● **Source text**:
The event I was speaking at was organised by Harvey Ingram, a Leicester based law firm which has recently opened a new office in Birmingham. They've built up a thriving practice in a very short time and obviously see Birmingham as the place to be. For those of us who live and work in London we just don't notice what is going on in Birmingham in the way that we seem to know what's happening in other cities around Britain. I'm sure I am not alone in thinking that.

I suggested to the audience that they needed a high profile champion to shout about Birmingham's achievements and oppotunities from the rooftops. Maybe they need a proper mayor. Much of the audience (made up of lawyers and business people) seemed to agree. And the name they suggested was Digby Jones.

Lord Jones may well be looking for a new job soon. Birmingham could certainly do worse than invite him to become Birmingham's ambassador to the rest of the country and the world.

Footnote: When I arrived last night I was horrified to discover the dinner was a black tie event. No one had told me. Cue a quick jaunt to the local House of Fraser. Thank God for late night opening!

46 comments:

stuart said...

Are you a Eurovision fan, Iain? Please don't tell me you like Sweden's entry this year. Me - I like Spain.

Ordovicius said...

UB40, Led Zepellin, ELO...Tolkien's Shire...

Andy D said...

I agree Iain, Birmingham has always seemed to me to be a 'nothing' place, lacking the icons and images of other cities like Manchester, Liverpool, Newcastle et al. (wether it be people, buildings, music etc)

I'm pretty sure I've only been there once as well, for a job interview (actually, two I remember)... I can't really tell you anything about the place.

kinglear said...

As you say, Birmingham lacks confidence - almost certainly because its football teams are rubbish - but under Martin o'Neill you will be astonished what will happen to Aston Villa.
ps - I was born ( by mistake) in Birmingham in Loveday Street. They've knocked it down now.

Anonymous said...

Digby Jones is the last person they need. His name is forever associated with that of Gordon Brown.

Broon's Talking Bawgie said...

I'm quite fond of Birmingham actually. Lived in Moseley for a few years. I couldn't fathom, when I visited London, why they saw their poxy little slums in squalid ghettoes as "cottages" in "Kentish Town village".

Famous Brummies? Slade, UB40, the Beat, Tony Hayward of BP.

I'm surprised it's not more of a gay Mecca considering it has both what it calls "boulevards" and a suburb called Bournville!

Anonymous said...

Birmingham has a huge amount of self confidence- it just doesn't need to shout about it:
test match cricket
2 premiership football teams
2 world class concert venues (symphony hall and the newly reopened Town Hall)- which is at least 1, if not 2, more than London!
D'Oyly Carte Opera Company
Birmingham Royal Ballet


Famous Brummies (off the top of my head):

JRR Tolkien
Jonathan Coe
Enoch Powell MP
David Willetts MP
Sir Alan Hazlehurst MP
John Hemming MP
Field Martial Slim
Bill Oddie
Ken Tynan
Sir Francis Galton
Sir Dudley Docker MP
Peter Jackson (England Rugby)
Alan Smith (England Cricket)
David Hill (Campbell's replacement at No 10.

[Dataset excerpt]
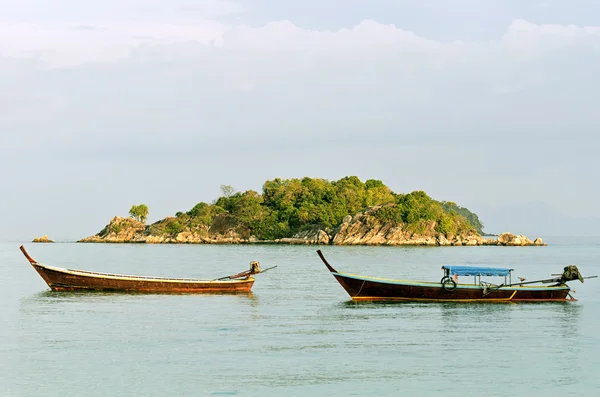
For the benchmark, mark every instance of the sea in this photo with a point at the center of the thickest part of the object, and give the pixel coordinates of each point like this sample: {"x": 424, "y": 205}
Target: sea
{"x": 298, "y": 333}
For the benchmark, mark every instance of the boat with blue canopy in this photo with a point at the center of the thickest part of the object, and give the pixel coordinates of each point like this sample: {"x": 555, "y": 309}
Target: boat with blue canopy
{"x": 450, "y": 289}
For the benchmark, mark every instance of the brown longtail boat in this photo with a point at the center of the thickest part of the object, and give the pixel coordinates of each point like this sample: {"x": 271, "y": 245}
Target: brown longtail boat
{"x": 448, "y": 289}
{"x": 60, "y": 279}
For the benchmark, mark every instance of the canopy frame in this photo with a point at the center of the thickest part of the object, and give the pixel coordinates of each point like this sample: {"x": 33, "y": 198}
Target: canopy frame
{"x": 477, "y": 272}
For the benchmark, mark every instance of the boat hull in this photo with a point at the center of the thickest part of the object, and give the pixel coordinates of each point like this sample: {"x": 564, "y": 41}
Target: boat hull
{"x": 366, "y": 289}
{"x": 60, "y": 279}
{"x": 69, "y": 280}
{"x": 361, "y": 288}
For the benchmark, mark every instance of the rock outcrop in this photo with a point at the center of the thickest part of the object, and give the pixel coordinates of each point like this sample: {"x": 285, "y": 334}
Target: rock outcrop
{"x": 364, "y": 228}
{"x": 43, "y": 239}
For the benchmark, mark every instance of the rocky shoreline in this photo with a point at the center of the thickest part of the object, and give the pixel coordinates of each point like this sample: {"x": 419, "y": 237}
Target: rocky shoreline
{"x": 360, "y": 229}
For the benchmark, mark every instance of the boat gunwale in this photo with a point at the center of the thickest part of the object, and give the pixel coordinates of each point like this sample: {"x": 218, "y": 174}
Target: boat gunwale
{"x": 433, "y": 284}
{"x": 111, "y": 276}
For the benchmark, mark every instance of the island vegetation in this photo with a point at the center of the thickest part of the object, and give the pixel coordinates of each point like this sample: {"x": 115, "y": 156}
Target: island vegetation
{"x": 309, "y": 209}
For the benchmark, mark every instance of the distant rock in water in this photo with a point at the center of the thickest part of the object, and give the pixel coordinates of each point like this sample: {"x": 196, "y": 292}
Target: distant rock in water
{"x": 119, "y": 230}
{"x": 43, "y": 239}
{"x": 517, "y": 240}
{"x": 364, "y": 228}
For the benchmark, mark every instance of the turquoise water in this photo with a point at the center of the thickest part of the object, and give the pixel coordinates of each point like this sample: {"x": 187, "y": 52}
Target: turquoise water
{"x": 298, "y": 334}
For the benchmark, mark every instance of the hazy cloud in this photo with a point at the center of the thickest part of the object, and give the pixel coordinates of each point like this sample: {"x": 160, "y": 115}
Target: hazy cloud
{"x": 100, "y": 113}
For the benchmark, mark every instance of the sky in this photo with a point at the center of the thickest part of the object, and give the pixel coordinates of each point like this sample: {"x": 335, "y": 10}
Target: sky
{"x": 487, "y": 103}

● **List of tasks**:
a. Restate the Birmingham blog post word for word, everything from "I suggested to" down to "stuart said...".
b. For each statement, say whether the Birmingham blog post agrees with it, answering yes or no and quoting the deciding words: (i) The event was organized by a law firm based in Leicester. (ii) The author was told beforehand that the dinner was a black tie event. (iii) One commenter lived in Moseley for a few years.
c. Write what comes next in the Birmingham blog post, picking up where it stops.

● **Set of answers**:
a.
I suggested to the audience that they needed a high profile champion to shout about Birmingham's achievements and oppotunities from the rooftops. Maybe they need a proper mayor. Much of the audience (made up of lawyers and business people) seemed to agree. And the name they suggested was Digby Jones.

Lord Jones may well be looking for a new job soon. Birmingham could certainly do worse than invite him to become Birmingham's ambassador to the rest of the country and the world.

Footnote: When I arrived last night I was horrified to discover the dinner was a black tie event. No one had told me. Cue a quick jaunt to the local House of Fraser. Thank God for late night opening!

46 comments:

stuart said...

b.
(i) Yes: "organised by Harvey Ingram, a Leicester based law firm"
(ii) No: "No one had told me."
(iii) Yes: "Lived in Moseley for a few years."

c.
And all of those were produced by the same school....

True Brit said...

Much though it'll irk a Little Englander such as yourself Iain, Glasgow was regarded historically as the second city of the empire, and is easily Britain's third city nowadays ahead of either Manchester ("me, I'm 5'6" and want everyone to know about it, I am!") and, ahem, Liverpool (which could more credibly claim to be Ireland's second city, or maybe third if you go so far as to regard London as the largest Irish city!).

Discuss.

True Brit said...

P.S. What is it with Digby Jones and lost causes? First the Merchants of Death (aka fighting for Big Tobacco's right to poison kids), then the Labour Party (Arise Sir Digby!) and now Birmingham. When will Digby back a winner?

tapestry said...

How about Gisela Stuart MP Edgbaston winning the Labour Party leadership?

The three who've attacked Brown openly today are all from the 29 rebels who backed the Lisbon referendum amendment. McDonnell, Stringer and Simpson. Just a few more to have a go and it's a battle between the eurosceptic wing of Labour to seize control of the Party from the europhiles.

Gisela would make a good leader I would think.

Chris Paul said...

Birmingham isn't really second city by any stretch of the imagination ... it just has a much more extensive incorporation through a quirk of history than say Manchester which has its nine satellites totalling some 2M or so. Plus another couple of million in wider journey to work area.

There are more famous and importanmt Brummies - including industrialists e.g. in the Lunar Society which has a latter day revival.

Ozzie Osborne would be a more amusing choice as mayor that Lord Jones. The listing of notable Brummies omits Steel Pulse, Musical Youth, two tone acts from the city region, Benjamin Zephaniah, and though it has UB40 it is pretty ethnocentric. Asian-led popsters Cornershop are a near miss with leader born and bred in Wolverhampton.

More Music data.

Digby Jones? Jasper Carrott? My arse!

John Pickworth said...

I echo your sentiments Iain... Birmingham is a really nice city (somewhere I've visited often) and they've done much to improve the city centre over the years.

There is a life and a vibrancy about the place, especially the nightlife but it is also prone to being too introspective. Its not so much we don't notice Birmingham but that they don't notice the rest of us. Strangely, they seem so disconnected from us, almost island like. Manchester by contrast is aware of the rest of Lancashire, of Liverpool or Leeds and they certainly see themselves as a second city (in the UK context).

A mayor for Birmingham would indeed be a good idea.

Iain, I thought all you Toffs had a spare top hat and tails, black tie and hunting jacket packed away in the boot of the car? Are you sure you're a conservative? ;-)

Oh Eurovision? You know, your 'coolness index' has just crashed alarmingly!

Toque said...

" A New Job for Digby Jones: Selling Birmingham"

I'll start the bidding at £50

Anonymous said...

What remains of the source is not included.